Copy out each line of the rows below that contains the word "positive". Case counts, so a line matches only if its capitalization is identical.

Saved data entries:
- - - -

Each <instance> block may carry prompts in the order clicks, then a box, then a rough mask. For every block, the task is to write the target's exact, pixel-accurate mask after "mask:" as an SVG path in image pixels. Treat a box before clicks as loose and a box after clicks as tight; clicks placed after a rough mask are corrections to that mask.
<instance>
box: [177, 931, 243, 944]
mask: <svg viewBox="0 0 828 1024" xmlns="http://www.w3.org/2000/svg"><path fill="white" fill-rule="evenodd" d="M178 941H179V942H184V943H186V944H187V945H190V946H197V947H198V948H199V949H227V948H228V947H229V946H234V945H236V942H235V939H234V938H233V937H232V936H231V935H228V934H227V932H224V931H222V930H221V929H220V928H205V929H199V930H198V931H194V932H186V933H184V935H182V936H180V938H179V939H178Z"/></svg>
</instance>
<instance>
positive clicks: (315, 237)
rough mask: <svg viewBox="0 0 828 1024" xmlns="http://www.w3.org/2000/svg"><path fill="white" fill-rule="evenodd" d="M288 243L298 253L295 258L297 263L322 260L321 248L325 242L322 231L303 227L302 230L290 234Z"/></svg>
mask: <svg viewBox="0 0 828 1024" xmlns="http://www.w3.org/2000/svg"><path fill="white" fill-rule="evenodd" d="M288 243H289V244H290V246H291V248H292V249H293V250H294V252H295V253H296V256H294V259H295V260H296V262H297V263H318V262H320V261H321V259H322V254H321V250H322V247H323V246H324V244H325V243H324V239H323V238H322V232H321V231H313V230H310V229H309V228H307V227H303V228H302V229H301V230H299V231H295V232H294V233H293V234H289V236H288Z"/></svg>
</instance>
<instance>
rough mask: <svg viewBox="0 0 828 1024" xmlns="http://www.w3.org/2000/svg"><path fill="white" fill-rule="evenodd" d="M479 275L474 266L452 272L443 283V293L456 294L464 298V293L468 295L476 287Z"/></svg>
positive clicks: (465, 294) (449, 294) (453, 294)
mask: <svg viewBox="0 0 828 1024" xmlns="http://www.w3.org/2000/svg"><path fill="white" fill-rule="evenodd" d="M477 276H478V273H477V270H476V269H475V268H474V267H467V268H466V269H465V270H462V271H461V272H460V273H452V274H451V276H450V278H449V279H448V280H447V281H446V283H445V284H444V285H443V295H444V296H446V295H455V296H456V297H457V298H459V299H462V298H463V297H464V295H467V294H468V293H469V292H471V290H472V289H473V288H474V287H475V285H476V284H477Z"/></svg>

- - - -

# Written solution
positive clicks: (315, 237)
positive clicks: (465, 294) (449, 294) (453, 294)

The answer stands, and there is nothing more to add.